▸ Text excerpt:
* * * * *

All About Fragments

In my on-going series Writing Better Audio Applications for Linux, here's another installment: a little explanation how fragments/periods and buffer sizes should be chosen when doing audio playback with traditional audio APIs such as ALSA and OSS. This originates from some emails I exchanged with the Ekiga folks. In the last weeks I kept copying this explanation to various other folks. I guess it would make sense to post this on my blog here too to reach a wider audience. So here it is, mostly unedited:

Yes. You shouldn't misuse the fragments logic of sound devices. It's
like this:

   The latency is defined by the buffer size.
   The wakeup interval is defined by the fragment size.

* * * * *

▸ Records provided:
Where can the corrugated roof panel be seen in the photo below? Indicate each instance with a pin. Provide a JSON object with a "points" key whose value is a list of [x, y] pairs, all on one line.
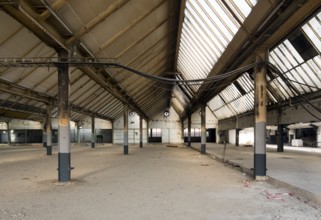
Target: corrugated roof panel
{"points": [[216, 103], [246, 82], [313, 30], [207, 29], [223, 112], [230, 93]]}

* * * * *

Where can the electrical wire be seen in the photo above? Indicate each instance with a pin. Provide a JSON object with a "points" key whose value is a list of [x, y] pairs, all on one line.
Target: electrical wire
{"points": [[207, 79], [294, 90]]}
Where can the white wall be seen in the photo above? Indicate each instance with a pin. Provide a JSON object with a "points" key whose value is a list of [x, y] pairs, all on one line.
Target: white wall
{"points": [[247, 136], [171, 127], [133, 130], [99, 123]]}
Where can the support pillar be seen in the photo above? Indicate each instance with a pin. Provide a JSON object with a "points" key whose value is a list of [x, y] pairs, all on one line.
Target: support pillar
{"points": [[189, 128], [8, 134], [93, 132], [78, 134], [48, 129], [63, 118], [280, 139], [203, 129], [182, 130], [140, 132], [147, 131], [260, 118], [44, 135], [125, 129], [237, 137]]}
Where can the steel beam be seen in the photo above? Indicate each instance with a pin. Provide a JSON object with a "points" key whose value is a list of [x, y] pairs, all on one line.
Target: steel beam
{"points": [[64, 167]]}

* * * * *

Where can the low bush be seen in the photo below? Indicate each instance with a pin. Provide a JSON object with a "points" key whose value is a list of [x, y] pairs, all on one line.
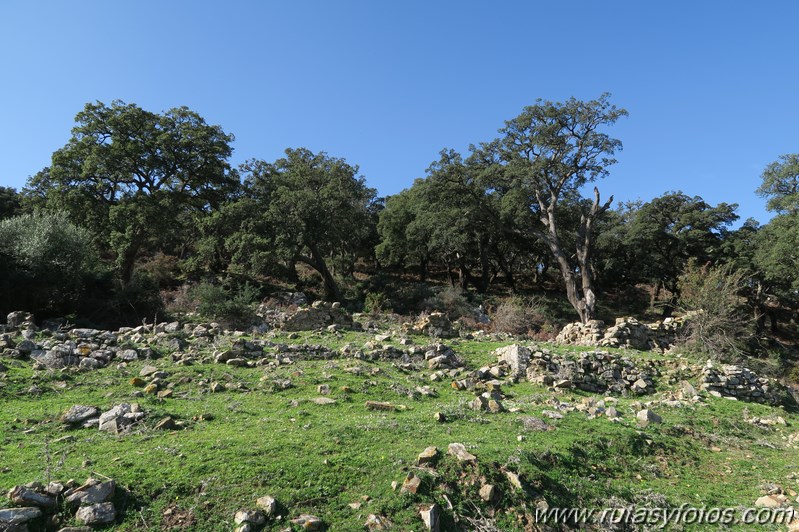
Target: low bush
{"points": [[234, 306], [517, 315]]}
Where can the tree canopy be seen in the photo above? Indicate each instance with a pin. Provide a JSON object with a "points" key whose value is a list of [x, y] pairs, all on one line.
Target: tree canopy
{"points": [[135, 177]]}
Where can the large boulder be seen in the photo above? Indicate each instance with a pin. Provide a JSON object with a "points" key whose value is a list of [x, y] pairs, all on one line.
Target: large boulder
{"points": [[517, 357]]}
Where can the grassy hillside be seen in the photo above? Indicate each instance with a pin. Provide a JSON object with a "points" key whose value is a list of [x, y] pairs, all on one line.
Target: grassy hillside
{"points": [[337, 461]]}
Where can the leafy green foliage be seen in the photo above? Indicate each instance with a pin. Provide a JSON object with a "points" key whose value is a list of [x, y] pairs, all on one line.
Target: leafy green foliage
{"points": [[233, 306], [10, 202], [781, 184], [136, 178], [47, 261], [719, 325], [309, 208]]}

* * * * *

▸ Exercise task 1:
In the text on audio fragments, what defines the wakeup interval?
▸ Exercise task 2:
Reproduce the text on audio fragments, starting with "In my on-going" and going on through "the fragment size.", substituting "website" for "blog".

▸ Output 1:
The fragment size.

▸ Output 2:
In my on-going series Writing Better Audio Applications for Linux, here's another installment: a little explanation how fragments/periods and buffer sizes should be chosen when doing audio playback with traditional audio APIs such as ALSA and OSS. This originates from some emails I exchanged with the Ekiga folks. In the last weeks I kept copying this explanation to various other folks. I guess it would make sense to post this on my website here too to reach a wider audience. So here it is, mostly unedited:

Yes. You shouldn't misuse the fragments logic of sound devices. It's
like this:

   The latency is defined by the buffer size.
   The wakeup interval is defined by the fragment size.